__Saved entries__:
__________
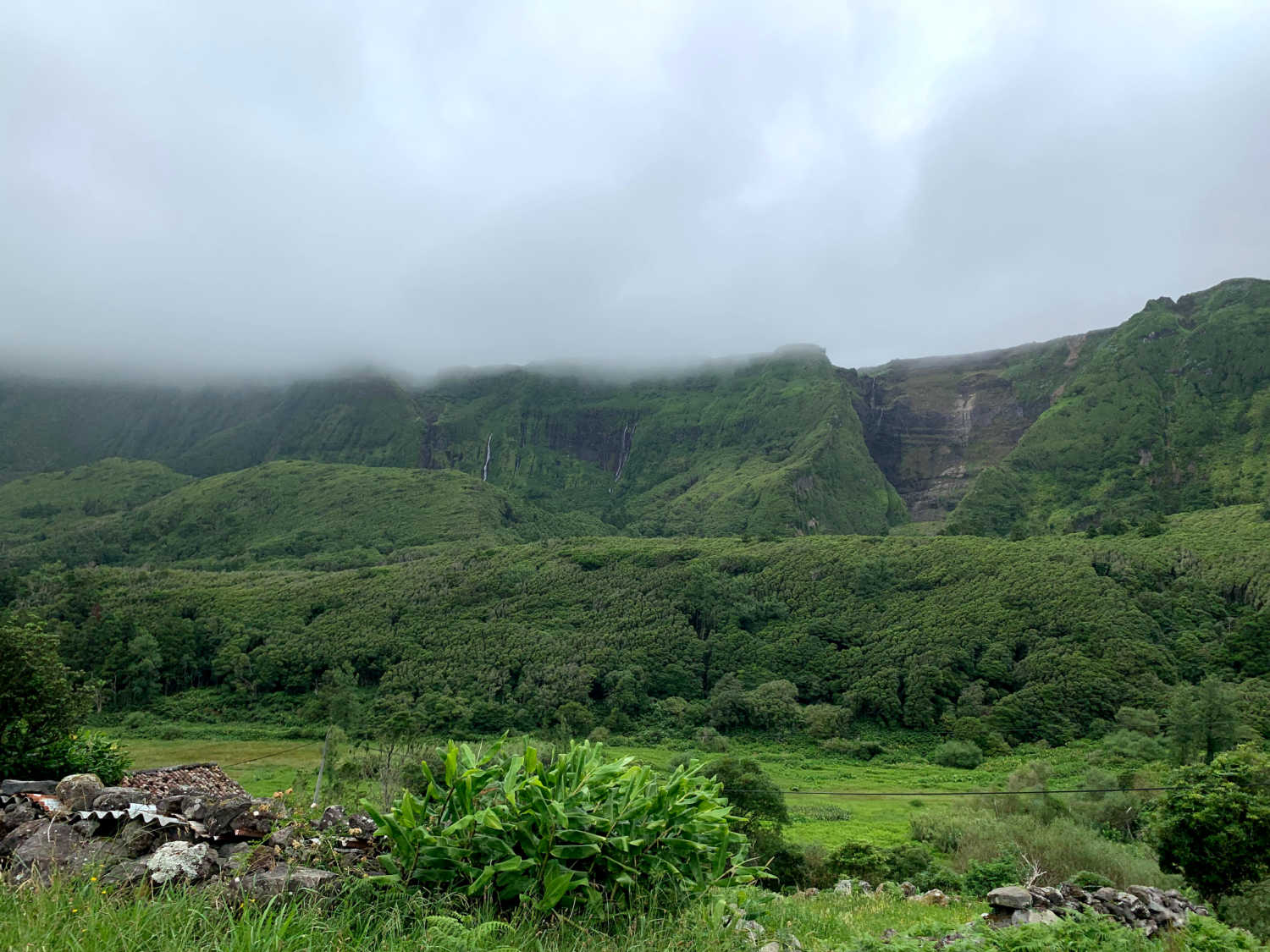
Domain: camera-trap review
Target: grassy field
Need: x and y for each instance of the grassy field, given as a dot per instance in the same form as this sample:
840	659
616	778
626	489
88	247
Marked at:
810	777
83	916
__________
Change each "grassy field" in the items above to "open meadow" and keep everything else the same. Reproduce the items without the pictures.

__The answer__:
Domain: camera-trap review
Target: open meadow
Need: x and y for each instance of the open meadow, given as a dot per instance in the same form as this sample:
840	659
616	778
626	489
88	247
Marked at:
810	777
83	916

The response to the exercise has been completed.